#### [SHORT TASK]
Rewrite the rows below with "reference point" swapped for "anchor point" wherever it appears, and leave everything else unchanged.

#### [SOURCE RECORDS]
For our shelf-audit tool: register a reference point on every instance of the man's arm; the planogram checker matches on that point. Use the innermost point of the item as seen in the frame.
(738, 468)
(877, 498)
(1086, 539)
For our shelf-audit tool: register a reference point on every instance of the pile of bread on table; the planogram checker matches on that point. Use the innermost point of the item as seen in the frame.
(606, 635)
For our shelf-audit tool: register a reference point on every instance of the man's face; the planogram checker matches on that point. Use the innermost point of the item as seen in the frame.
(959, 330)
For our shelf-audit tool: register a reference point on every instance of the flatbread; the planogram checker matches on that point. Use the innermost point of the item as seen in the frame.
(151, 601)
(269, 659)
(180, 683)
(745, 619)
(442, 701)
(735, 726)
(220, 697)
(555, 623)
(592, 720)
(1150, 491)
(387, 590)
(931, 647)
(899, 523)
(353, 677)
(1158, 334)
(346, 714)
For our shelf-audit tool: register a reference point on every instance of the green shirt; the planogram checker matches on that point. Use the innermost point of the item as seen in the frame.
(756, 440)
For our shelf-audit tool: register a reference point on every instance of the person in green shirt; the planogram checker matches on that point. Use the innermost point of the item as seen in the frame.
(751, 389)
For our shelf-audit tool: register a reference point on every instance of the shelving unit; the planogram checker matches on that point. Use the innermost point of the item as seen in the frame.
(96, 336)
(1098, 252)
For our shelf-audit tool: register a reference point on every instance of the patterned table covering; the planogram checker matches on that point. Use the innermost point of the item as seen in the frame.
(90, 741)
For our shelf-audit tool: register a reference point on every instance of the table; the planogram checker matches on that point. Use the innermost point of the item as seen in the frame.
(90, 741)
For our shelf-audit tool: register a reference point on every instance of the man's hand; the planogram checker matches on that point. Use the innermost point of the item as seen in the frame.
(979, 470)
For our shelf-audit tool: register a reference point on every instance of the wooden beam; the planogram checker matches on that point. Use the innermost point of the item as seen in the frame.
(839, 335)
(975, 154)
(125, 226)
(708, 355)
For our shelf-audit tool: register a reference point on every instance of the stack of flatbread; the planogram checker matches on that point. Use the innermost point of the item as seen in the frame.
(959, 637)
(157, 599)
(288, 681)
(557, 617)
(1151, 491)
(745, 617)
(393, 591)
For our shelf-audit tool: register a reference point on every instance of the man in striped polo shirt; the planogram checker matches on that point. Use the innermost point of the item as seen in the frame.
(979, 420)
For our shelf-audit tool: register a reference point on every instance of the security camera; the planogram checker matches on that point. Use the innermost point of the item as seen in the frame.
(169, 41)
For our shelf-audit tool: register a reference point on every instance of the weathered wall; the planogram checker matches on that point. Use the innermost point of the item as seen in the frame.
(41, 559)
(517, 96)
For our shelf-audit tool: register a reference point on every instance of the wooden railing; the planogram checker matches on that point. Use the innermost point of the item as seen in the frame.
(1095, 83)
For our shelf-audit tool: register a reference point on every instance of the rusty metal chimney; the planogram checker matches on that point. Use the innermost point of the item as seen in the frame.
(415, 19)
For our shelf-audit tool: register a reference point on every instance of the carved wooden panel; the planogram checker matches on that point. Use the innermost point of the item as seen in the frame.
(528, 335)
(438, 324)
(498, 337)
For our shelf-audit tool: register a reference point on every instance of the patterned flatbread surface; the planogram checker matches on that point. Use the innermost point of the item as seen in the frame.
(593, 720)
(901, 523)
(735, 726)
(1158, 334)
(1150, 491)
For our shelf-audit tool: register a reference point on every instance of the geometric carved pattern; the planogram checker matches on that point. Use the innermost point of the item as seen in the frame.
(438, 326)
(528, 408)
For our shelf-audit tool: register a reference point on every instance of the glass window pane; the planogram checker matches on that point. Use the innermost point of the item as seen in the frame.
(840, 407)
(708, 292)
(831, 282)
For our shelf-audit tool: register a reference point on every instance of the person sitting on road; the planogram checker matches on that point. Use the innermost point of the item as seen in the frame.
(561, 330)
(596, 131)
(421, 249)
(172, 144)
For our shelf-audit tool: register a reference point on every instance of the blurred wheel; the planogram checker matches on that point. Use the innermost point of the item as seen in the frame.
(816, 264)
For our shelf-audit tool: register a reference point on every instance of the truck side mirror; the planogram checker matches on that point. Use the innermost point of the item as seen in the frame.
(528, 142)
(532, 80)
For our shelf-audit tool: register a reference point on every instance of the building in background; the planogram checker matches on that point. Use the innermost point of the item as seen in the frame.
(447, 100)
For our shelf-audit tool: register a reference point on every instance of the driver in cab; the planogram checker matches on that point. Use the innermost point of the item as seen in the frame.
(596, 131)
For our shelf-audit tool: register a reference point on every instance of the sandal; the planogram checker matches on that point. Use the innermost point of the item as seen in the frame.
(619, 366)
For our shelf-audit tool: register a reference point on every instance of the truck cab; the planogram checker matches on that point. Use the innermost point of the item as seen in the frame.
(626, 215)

#### [RESPONSE]
For our shelf-audit tool: register a anchor point on every instance of the man's arm; the planogram checker matches on that point. Use the innermost point of the item as seen in the frame.
(738, 468)
(877, 498)
(1086, 539)
For our shelf-audit tool: register a anchor point on every instance of the pile of bread on table; the planogram checker matches on that point. Use the innermost point of the item as seen in the frame.
(606, 635)
For our shelf-audit tool: register a anchor point on every instance of the man's face; the planogram checker matches on that point. Use the innermost point of the item as seen in the frame.
(959, 330)
For our shelf-audit tool: register a anchor point on every instance of the flatbread; the planogram checker matches on that point. Use the innermost point of the item as seen in the frame.
(151, 601)
(269, 659)
(180, 683)
(745, 619)
(442, 701)
(735, 726)
(220, 697)
(555, 623)
(592, 720)
(1150, 491)
(387, 590)
(931, 647)
(899, 523)
(353, 677)
(1158, 334)
(346, 714)
For our shelf-audit tool: register a anchor point on every instance of the green shirt; the planogram checker matches on that point. Use the innermost point of the item as seen in the frame.
(756, 440)
For our shelf-audit tool: register a anchor point on every instance of the person in green shirt; the planogram checker matches on that point. Use the innermost point of the item as seen in the frame.
(751, 389)
For our shelf-audit tool: register a anchor point on every instance of the shelving unit; the planogram checker matches on that point. Use the innermost point of the item as seen in the frame.
(96, 336)
(1098, 252)
For our shelf-audit tool: register a anchor point on every instance of the patterned table covering; the planogram checker matches on that point. Use the innermost point of the item as seen in the frame.
(90, 741)
For our shelf-audit tool: register a anchor point on every instance of the table; the planogram checker matches on that point. Use the innermost point of the item as seen in the frame.
(90, 741)
For our shelf-audit tool: register a anchor point on every instance of the man's hand; the planogram checker matches on that point. Use the innermost point of the item as seen in the frame.
(979, 470)
For our shelf-audit tool: register a anchor point on every instance of the wooden beam; the planogram checker matches on that point. Use the innermost point of the item as seen in the frame.
(839, 335)
(975, 154)
(125, 226)
(708, 355)
For our shelf-audit tool: register a anchor point on every instance of the stack of flatbread; the planogram checker matches on that point. Use the innermost point of the item as seen in the frame.
(959, 637)
(157, 599)
(288, 681)
(557, 617)
(1151, 491)
(745, 617)
(393, 591)
For our shelf-audit tool: register a anchor point on every instance of the man in striped polo shirt; the planogram checker matches on that point. Use the innermost point of the item as seen in the frame.
(979, 420)
For our shelf-audit tool: register a anchor point on every instance of the security camera; the planogram checker matches on that point. Use the innermost point of the item as seen in the frame.
(169, 41)
For our shelf-audit tool: register a anchor point on every instance of the weathered wall; the planogram checker matches on that point. Use the innermost point of the item as seen in the frame.
(41, 559)
(517, 96)
For our shelf-audit tool: register a anchor point on every instance of the wooden railing; the planogram checker matches on that point. Use the innermost point of the item as seen in the frame.
(1095, 83)
For our shelf-audit tool: register a anchor point on every instance of the rusty metal chimney; the planogram checker matches on that point. Use the innermost point of the item as seen in the frame.
(415, 19)
For our shelf-audit tool: register a anchor point on every instance of the carved wooden panel; the planogram checker matches on that point. Use the innermost point of the item as seen in the frame.
(528, 335)
(438, 324)
(498, 337)
For our shelf-audit tool: register a anchor point on every instance of the patterned flatbread surface; the planogram checker matches on that point. Use the innermost point of the item as seen in the frame.
(593, 720)
(901, 523)
(735, 726)
(1158, 334)
(1150, 491)
For our shelf-audit tool: register a anchor point on every instance of the geometric carved pattern; the planogram checker matches on that point. Use the innermost point of the item as seen in the frame.
(438, 326)
(528, 408)
For our shelf-audit tool: register a anchor point on every instance of the glass window pane; the planogram checker matches on that point. Use the innermost point of the item as seen in the frame.
(840, 407)
(708, 292)
(831, 282)
For our shelf-audit tool: register a anchor point on every instance of the person sitting on road; the planogram checker matches on that point. Use the innermost point of the item as seen in the frame.
(561, 330)
(596, 131)
(421, 249)
(172, 144)
For our shelf-audit tool: register a anchor point on every instance of the blurred wheel; the planogram checker matches on that point. Use the innermost point of the item as seen in the frame.
(816, 264)
For our shelf-audit tool: register a anchor point on every instance of the truck side mirror; the planogram checker matches on that point. Use the innermost point of the item as seen in the frame.
(528, 142)
(532, 80)
For our shelf-audit tool: register a anchor point on every instance of the building in background; the planogram checker matches on that point. Use the innermost point of the item as seen in the frame.
(447, 100)
For our shelf-audit tool: register a anchor point on every instance of the driver in cab; the planogram checker matches on that point. Use the innermost point of the item as seen in the frame.
(596, 131)
For our shelf-audit tool: register a anchor point on every instance of the sandal; the planogram checker matches on that point. Use the innermost point of the item as seen in the frame.
(619, 366)
For our shelf-audit tool: register a anchor point on every instance of the truck cab; the planogram checker matches on that point. Use the innermost point of the item as seen in the frame.
(626, 215)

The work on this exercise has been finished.